— BEGIN —
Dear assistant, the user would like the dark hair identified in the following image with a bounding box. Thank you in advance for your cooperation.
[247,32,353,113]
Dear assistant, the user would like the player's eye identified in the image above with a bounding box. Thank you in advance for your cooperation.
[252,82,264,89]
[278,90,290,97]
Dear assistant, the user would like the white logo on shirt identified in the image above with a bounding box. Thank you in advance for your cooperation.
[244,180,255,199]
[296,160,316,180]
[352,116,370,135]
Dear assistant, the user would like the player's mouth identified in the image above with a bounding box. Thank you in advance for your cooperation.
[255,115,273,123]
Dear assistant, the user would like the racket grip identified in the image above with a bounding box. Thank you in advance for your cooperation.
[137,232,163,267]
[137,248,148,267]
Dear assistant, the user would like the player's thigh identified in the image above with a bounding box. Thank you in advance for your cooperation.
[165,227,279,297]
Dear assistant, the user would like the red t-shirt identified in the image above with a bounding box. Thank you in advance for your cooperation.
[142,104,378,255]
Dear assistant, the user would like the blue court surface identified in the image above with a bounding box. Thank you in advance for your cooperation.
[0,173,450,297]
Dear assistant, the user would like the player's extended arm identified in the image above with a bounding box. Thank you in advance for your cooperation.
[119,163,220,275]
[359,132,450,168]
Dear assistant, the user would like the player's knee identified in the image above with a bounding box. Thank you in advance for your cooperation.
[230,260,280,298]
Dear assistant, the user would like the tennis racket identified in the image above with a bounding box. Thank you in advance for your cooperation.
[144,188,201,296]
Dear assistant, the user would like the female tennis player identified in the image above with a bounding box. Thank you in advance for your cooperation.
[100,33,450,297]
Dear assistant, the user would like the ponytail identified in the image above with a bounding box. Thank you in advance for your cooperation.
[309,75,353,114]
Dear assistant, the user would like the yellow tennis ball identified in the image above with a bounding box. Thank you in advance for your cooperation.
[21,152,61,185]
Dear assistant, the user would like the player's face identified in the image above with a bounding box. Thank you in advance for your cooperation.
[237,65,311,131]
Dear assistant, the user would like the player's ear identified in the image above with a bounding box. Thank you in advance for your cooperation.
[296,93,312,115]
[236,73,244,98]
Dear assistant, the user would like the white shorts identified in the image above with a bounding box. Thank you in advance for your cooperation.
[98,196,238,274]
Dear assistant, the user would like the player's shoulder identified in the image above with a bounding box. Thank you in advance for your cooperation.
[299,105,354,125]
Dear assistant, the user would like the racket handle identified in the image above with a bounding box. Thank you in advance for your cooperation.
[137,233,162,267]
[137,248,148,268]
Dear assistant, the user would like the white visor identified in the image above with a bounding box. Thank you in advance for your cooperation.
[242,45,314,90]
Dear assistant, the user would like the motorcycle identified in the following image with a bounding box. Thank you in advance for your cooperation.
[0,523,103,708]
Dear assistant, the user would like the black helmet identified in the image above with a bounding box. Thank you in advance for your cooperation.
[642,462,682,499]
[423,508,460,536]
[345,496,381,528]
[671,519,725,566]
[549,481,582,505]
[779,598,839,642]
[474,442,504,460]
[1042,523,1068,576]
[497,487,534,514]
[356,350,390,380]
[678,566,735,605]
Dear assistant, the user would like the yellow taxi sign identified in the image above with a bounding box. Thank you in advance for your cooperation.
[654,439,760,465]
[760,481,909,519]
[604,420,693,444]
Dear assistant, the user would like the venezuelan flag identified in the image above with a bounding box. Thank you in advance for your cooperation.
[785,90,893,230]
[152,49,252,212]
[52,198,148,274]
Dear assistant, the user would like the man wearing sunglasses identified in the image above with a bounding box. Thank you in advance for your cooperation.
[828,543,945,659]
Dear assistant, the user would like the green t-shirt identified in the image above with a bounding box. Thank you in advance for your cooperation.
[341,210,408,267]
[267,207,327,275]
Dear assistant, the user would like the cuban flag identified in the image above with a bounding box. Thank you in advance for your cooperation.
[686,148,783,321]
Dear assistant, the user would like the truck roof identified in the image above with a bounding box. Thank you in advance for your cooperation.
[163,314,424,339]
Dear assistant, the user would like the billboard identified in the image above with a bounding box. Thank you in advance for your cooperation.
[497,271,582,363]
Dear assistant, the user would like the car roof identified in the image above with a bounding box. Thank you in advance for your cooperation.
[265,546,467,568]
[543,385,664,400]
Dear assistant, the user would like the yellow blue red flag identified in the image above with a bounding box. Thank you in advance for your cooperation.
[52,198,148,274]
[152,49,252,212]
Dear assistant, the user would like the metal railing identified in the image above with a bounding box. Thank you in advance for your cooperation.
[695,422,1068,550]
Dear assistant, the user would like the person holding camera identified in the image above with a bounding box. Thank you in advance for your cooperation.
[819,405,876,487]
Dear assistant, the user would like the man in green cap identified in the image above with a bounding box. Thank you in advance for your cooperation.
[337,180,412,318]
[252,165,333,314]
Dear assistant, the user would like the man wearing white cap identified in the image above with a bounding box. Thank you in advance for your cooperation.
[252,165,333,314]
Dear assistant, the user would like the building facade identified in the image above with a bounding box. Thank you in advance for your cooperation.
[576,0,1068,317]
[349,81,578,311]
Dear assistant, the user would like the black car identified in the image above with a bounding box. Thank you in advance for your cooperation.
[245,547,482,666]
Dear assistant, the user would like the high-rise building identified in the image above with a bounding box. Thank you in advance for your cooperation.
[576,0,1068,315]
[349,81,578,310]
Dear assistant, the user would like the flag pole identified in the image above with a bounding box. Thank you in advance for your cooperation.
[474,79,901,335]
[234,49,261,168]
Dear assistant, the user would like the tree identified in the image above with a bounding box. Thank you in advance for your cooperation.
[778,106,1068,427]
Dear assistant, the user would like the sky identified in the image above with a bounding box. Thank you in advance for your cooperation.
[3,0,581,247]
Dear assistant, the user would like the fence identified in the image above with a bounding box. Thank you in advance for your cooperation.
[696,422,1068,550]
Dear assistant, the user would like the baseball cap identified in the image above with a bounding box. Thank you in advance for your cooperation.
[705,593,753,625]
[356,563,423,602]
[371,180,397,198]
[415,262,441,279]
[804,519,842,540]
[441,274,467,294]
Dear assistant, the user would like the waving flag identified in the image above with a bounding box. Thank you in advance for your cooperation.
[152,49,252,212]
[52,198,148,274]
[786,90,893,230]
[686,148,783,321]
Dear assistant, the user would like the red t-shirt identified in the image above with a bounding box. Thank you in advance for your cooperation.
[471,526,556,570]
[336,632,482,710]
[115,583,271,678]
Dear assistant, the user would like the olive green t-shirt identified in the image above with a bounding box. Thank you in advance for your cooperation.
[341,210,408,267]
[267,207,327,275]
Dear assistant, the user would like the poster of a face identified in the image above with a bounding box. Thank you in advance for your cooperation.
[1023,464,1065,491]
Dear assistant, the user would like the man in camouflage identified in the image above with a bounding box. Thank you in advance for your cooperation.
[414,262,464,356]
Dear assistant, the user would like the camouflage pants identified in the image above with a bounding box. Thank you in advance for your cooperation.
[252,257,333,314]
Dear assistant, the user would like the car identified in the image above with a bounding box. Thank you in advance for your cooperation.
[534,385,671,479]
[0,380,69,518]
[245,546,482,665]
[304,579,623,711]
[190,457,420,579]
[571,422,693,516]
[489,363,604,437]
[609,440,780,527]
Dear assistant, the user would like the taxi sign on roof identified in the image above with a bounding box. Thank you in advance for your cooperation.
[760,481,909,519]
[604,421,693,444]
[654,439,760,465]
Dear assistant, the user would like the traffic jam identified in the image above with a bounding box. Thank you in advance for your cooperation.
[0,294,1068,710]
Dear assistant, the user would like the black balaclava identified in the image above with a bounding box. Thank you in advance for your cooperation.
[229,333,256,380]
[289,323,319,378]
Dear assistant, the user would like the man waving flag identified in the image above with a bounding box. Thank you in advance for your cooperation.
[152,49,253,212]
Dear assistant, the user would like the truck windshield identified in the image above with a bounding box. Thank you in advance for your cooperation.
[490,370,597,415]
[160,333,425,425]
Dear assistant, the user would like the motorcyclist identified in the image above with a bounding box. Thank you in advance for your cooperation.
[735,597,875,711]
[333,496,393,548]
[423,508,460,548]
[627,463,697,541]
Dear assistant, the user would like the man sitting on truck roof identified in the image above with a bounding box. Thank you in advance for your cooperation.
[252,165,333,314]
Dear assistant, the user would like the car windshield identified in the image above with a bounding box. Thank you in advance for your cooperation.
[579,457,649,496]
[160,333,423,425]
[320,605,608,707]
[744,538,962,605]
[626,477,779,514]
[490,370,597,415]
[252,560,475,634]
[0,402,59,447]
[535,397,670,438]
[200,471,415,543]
— END —
● **Requirement**: Quote the lines from the start of the records through the line containing "[230,260,280,298]", both ends included, word for word.

● **Task response**:
Dear assistant, the user would like the dark hair identified in the following image with a bounding box. Thank you in advance for your cooperation.
[247,32,353,113]
Dear assistant, the user would like the player's eye identified in the image above with a bounding box. Thank you in advance for your cooperation.
[252,82,264,89]
[278,90,290,97]
Dear assistant, the user would like the white logo on shirt identified in the image above with a bounding box. Thank you in advance for your cooperation.
[244,180,255,199]
[296,160,316,180]
[352,116,370,135]
Dear assistant, the user would like the player's mouth identified in the image above with a bounding box. Thank you in advance for your cooperation.
[255,115,273,123]
Dear assistant, the user would like the racket grip identified in the image above with a bounding box. Thank you in advance for your cooperation.
[137,232,163,267]
[137,248,148,267]
Dear assistant, the user would like the player's thigh identified in the image above with a bounding box. Thank you in advance for your cooperation.
[165,227,279,297]
Dear assistant, the user would like the red t-shirt identified in the image above with a bounding box. Thank you in advance for your cooperation.
[142,104,378,255]
Dear assistant, the user would like the blue court surface identified in the image above with a bounding box. Thank you in advance for your cooperation.
[0,173,450,297]
Dear assistant, the user would like the player's extended arm identified in the image above with a bounding box. Thank you in advance for your cooperation.
[119,163,220,275]
[359,132,450,168]
Dear assistant, the user would like the player's knee identified in the image above with a bounding box. Thank you in advance for your cooperation.
[230,260,280,298]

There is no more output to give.